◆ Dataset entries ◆
━━━

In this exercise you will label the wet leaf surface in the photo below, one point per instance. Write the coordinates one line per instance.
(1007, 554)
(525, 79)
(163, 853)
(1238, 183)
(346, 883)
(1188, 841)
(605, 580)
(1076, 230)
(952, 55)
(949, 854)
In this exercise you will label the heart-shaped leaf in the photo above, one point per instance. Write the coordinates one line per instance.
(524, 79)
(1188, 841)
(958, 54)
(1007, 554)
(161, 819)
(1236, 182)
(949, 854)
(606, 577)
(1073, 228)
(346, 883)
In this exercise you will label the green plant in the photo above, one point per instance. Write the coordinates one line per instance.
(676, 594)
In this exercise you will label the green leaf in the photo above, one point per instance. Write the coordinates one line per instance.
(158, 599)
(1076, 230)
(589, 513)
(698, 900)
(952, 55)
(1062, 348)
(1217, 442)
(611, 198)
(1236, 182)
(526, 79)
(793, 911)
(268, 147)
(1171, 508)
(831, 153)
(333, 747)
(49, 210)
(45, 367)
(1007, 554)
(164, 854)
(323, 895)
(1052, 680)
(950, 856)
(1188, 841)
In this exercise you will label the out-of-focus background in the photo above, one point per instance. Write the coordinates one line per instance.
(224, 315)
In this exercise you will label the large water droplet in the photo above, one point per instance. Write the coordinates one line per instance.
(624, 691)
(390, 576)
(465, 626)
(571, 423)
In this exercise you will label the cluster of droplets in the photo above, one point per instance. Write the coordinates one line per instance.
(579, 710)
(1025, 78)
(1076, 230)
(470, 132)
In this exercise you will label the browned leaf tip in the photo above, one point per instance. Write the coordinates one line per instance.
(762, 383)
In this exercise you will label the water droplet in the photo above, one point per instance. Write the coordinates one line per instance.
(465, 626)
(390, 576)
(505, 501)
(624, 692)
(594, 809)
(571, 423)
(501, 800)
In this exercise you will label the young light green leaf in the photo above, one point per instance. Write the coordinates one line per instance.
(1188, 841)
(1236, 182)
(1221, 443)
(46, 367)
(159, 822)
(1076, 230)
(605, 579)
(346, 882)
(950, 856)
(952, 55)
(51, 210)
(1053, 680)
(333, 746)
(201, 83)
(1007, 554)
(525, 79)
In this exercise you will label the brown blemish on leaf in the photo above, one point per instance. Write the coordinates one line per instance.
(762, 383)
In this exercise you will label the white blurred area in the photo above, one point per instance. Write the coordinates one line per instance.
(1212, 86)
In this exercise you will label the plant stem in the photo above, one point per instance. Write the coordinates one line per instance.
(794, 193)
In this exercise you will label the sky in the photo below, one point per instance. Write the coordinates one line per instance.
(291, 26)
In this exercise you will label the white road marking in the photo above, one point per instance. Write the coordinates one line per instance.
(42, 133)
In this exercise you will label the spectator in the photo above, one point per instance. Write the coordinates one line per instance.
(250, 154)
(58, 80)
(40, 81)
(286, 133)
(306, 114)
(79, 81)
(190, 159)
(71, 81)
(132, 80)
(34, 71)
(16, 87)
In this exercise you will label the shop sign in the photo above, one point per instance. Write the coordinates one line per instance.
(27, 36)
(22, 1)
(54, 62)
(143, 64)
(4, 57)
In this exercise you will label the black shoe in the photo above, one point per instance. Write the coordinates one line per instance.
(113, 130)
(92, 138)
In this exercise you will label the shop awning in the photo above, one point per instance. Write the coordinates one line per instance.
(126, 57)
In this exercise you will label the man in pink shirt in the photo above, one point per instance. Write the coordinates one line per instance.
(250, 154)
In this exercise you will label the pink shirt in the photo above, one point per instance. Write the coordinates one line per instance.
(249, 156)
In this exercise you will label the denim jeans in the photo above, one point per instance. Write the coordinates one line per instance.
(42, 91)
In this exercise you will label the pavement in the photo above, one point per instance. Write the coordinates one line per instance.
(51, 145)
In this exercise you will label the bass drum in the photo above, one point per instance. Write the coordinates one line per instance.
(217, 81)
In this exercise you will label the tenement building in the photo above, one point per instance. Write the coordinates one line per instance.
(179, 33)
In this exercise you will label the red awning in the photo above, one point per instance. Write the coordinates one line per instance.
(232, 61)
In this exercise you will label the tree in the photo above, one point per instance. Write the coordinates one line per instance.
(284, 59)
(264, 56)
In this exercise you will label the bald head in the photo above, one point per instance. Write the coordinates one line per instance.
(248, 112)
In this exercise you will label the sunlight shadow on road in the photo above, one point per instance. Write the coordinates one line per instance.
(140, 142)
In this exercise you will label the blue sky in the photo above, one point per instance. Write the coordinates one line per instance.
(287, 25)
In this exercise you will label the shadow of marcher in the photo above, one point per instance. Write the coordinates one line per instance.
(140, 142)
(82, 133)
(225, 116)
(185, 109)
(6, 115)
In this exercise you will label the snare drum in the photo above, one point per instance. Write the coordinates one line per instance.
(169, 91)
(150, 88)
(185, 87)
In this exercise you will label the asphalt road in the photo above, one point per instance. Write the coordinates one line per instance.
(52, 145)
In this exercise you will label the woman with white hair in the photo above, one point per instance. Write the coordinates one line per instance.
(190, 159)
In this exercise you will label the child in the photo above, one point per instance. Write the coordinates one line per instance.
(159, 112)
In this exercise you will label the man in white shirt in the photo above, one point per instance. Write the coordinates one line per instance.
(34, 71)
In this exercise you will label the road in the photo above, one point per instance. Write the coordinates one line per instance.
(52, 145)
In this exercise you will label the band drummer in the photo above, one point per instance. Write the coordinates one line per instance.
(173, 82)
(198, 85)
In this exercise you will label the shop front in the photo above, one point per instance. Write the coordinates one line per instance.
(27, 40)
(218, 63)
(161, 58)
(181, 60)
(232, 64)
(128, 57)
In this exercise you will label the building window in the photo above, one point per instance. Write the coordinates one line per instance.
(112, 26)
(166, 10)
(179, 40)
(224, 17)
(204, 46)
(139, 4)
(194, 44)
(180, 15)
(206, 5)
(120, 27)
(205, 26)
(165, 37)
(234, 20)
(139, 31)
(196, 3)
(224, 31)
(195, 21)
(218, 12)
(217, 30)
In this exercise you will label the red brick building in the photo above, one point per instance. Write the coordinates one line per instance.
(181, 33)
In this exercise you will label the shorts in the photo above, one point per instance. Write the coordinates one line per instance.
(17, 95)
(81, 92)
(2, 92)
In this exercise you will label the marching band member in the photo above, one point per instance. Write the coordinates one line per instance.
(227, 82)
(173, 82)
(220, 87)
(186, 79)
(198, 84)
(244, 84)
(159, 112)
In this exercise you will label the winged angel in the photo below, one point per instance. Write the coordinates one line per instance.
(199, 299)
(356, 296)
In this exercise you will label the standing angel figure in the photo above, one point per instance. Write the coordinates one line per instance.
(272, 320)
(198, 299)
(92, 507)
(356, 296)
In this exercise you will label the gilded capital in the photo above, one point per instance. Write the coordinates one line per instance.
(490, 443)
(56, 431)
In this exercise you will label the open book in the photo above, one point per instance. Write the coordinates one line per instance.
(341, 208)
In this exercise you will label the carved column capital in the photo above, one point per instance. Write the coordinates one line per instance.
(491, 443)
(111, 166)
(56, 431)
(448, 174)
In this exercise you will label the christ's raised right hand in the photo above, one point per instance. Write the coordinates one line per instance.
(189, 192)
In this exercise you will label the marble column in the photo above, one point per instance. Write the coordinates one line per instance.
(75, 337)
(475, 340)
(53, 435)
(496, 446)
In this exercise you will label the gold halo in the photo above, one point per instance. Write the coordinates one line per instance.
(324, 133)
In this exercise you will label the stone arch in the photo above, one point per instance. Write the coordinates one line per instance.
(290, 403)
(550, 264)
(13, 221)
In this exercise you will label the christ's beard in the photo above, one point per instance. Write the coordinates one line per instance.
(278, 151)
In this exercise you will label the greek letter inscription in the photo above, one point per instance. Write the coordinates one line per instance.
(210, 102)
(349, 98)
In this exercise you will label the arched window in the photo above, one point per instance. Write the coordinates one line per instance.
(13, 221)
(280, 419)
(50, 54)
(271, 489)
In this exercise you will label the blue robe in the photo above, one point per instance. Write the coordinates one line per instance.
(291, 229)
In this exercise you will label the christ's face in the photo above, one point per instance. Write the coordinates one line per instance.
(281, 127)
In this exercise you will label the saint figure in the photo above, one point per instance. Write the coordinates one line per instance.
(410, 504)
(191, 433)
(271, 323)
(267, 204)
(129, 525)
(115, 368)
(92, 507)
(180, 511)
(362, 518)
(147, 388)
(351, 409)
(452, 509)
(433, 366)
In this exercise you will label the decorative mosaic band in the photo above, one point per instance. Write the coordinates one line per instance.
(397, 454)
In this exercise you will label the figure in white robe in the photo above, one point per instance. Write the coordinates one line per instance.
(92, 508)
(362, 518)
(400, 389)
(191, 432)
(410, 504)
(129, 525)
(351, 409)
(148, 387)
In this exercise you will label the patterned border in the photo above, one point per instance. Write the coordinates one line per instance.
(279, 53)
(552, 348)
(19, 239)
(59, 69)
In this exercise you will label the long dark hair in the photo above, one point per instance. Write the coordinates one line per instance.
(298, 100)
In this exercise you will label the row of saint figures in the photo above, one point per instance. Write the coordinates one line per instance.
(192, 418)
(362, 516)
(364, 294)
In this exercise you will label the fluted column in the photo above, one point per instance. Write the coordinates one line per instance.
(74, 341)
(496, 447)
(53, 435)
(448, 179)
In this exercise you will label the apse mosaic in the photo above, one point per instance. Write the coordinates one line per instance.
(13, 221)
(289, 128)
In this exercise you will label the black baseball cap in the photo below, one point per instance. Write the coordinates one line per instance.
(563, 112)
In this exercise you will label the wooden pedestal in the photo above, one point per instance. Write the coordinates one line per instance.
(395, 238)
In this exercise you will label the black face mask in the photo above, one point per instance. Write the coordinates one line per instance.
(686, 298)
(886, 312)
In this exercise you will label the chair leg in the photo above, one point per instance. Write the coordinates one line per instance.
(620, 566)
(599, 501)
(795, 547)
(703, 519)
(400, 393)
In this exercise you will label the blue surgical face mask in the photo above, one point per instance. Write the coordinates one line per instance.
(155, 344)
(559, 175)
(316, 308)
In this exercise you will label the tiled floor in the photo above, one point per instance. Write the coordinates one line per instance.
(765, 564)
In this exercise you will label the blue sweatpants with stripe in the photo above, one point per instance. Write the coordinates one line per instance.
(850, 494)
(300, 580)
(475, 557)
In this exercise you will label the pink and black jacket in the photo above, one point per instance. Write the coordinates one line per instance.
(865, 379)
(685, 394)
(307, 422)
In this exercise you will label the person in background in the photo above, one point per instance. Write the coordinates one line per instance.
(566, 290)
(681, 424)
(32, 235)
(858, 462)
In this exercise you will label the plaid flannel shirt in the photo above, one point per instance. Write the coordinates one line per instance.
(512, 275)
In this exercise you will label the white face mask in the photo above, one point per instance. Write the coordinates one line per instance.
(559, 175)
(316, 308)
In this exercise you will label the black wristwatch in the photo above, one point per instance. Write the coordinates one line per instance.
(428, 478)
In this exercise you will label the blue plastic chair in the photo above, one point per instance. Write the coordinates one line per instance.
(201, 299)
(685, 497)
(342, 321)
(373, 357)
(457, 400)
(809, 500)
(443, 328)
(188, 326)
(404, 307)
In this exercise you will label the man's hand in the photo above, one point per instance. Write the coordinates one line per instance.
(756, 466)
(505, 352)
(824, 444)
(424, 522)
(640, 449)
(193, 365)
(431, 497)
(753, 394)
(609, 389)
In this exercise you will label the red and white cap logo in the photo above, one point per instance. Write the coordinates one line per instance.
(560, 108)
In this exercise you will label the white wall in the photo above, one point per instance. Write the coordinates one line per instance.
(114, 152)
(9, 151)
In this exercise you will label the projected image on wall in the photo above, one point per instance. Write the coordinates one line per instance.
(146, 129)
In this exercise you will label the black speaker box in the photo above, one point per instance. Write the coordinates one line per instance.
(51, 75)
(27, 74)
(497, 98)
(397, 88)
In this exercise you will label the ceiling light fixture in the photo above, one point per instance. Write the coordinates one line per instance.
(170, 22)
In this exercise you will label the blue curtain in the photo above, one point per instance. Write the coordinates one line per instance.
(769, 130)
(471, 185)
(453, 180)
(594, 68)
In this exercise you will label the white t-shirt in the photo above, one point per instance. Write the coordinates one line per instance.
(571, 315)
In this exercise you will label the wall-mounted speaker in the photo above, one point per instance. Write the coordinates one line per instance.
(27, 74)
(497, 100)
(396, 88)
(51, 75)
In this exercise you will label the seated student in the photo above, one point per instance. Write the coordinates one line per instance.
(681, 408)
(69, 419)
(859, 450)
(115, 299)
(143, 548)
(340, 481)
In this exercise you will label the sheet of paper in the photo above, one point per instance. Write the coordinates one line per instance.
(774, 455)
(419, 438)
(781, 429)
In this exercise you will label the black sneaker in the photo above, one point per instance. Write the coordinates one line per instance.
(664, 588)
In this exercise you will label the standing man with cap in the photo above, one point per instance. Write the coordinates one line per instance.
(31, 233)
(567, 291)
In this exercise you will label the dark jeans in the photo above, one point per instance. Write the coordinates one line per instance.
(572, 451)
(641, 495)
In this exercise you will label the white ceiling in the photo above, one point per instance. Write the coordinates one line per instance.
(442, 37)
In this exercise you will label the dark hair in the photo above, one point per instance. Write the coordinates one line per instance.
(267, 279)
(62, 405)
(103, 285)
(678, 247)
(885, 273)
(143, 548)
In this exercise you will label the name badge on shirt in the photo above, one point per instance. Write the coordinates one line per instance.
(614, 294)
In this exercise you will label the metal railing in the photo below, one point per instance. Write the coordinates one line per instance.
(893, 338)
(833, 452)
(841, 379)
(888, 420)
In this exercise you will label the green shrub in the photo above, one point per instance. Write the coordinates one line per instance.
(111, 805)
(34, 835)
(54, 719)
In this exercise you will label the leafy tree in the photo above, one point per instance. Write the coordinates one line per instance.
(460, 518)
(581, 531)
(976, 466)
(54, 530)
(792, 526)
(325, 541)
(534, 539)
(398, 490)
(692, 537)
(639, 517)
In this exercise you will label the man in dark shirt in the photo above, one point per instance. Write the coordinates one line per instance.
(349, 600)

━━━

◆ Problem details ◆
Take the line that contains "In this exercise you will label the metal" and each line after it down to the last of the records, and retype them exactly; add nothing else.

◆ Solved problem ◆
In this exercise you will label the metal railing in the photo below, one point per instance. Write the coordinates one line per instance.
(893, 338)
(833, 452)
(841, 379)
(888, 420)
In this exercise you will label the green shrub in the photo above, one point per instance. Write the coordinates one line per instance.
(111, 805)
(34, 835)
(54, 719)
In this exercise you will label the leafy tree in the photo above, one point per instance. Write the coordinates one line per instance.
(460, 518)
(581, 531)
(976, 466)
(54, 530)
(792, 526)
(325, 541)
(534, 539)
(398, 490)
(692, 537)
(639, 517)
In this exercise you will label the man in dark shirt in the photo above, one point per instance. Write the coordinates one line per instance.
(349, 600)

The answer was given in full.